Written task =>
Please extract every line in the items below that contains the word "blurred" and copy each one in full. Case counts when matching.

(begin)

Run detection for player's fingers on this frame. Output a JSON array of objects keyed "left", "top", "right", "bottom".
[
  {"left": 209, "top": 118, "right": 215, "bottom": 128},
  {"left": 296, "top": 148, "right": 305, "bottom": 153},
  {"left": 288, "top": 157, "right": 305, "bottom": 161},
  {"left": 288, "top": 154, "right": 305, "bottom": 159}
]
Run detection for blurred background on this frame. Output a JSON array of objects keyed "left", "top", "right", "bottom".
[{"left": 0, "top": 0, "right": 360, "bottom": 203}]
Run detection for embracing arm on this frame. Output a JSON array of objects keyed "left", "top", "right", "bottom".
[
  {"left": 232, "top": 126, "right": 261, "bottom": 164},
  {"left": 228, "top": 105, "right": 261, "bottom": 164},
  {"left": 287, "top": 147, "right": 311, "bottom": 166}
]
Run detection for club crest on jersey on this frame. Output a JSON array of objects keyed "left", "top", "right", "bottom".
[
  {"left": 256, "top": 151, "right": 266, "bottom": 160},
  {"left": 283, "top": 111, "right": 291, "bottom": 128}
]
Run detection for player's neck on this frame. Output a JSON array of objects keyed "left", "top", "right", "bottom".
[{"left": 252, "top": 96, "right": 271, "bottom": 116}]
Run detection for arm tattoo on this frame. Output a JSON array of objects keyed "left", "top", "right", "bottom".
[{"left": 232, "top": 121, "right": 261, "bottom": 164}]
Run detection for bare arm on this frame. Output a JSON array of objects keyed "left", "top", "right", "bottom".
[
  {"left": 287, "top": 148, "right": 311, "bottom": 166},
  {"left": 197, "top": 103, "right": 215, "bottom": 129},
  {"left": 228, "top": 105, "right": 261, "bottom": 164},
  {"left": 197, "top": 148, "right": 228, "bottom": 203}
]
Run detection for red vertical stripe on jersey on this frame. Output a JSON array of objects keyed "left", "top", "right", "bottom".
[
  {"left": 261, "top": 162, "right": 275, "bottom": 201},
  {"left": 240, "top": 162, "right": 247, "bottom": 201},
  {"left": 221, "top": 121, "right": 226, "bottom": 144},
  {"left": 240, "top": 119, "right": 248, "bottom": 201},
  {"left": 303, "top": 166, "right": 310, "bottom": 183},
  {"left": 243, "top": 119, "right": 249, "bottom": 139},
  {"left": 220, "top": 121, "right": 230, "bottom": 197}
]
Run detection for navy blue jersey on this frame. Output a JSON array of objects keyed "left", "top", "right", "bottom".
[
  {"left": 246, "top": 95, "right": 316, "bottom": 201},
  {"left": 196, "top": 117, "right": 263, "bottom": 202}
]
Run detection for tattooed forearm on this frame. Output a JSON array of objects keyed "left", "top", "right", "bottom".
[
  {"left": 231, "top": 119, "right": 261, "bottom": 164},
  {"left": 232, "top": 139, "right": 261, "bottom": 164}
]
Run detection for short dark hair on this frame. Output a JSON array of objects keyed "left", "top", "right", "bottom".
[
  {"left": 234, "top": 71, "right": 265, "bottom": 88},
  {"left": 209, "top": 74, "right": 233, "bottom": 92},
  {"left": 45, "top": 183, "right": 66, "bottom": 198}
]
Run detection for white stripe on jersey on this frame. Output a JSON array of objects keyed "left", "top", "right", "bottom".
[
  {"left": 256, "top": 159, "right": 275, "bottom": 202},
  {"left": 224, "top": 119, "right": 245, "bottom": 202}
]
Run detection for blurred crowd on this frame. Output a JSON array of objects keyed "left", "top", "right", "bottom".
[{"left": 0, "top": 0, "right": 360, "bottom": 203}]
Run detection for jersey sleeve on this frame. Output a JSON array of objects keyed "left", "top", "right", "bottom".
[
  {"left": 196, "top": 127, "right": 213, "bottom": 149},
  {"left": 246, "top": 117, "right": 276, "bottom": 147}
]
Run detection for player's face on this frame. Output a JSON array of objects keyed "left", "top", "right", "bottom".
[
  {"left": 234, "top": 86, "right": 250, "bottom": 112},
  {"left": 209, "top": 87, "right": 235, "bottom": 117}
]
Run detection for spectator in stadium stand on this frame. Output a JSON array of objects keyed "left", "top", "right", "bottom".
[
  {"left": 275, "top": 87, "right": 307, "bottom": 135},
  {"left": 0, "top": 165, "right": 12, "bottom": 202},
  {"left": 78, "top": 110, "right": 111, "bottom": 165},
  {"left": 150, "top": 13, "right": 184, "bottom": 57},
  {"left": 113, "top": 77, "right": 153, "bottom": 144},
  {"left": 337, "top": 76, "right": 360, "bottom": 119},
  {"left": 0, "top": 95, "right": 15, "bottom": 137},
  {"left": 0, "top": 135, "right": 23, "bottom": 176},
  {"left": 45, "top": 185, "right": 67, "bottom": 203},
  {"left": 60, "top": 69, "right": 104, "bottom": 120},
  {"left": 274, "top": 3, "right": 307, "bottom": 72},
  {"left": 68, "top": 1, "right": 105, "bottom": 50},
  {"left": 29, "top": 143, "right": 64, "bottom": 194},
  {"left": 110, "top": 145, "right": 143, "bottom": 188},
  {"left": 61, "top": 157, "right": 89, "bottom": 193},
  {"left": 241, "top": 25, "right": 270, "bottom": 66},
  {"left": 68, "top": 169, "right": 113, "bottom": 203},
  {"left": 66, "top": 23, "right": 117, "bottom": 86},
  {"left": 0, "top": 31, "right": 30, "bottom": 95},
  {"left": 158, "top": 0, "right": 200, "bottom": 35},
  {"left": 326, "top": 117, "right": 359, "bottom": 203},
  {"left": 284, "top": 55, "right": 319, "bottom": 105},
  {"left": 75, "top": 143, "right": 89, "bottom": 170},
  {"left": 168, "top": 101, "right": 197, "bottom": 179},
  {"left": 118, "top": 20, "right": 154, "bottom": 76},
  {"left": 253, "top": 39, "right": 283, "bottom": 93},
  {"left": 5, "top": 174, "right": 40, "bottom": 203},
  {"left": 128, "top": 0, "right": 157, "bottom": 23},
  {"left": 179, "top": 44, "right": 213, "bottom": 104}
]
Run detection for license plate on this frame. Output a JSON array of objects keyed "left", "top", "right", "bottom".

(end)

Output for this exercise =>
Run detection for blurred background on this frame. Output a JSON array of objects keyed "left", "top", "right", "bottom".
Run detection for blurred crowd on this frame. Output a JSON array of objects keyed "left", "top", "right", "bottom".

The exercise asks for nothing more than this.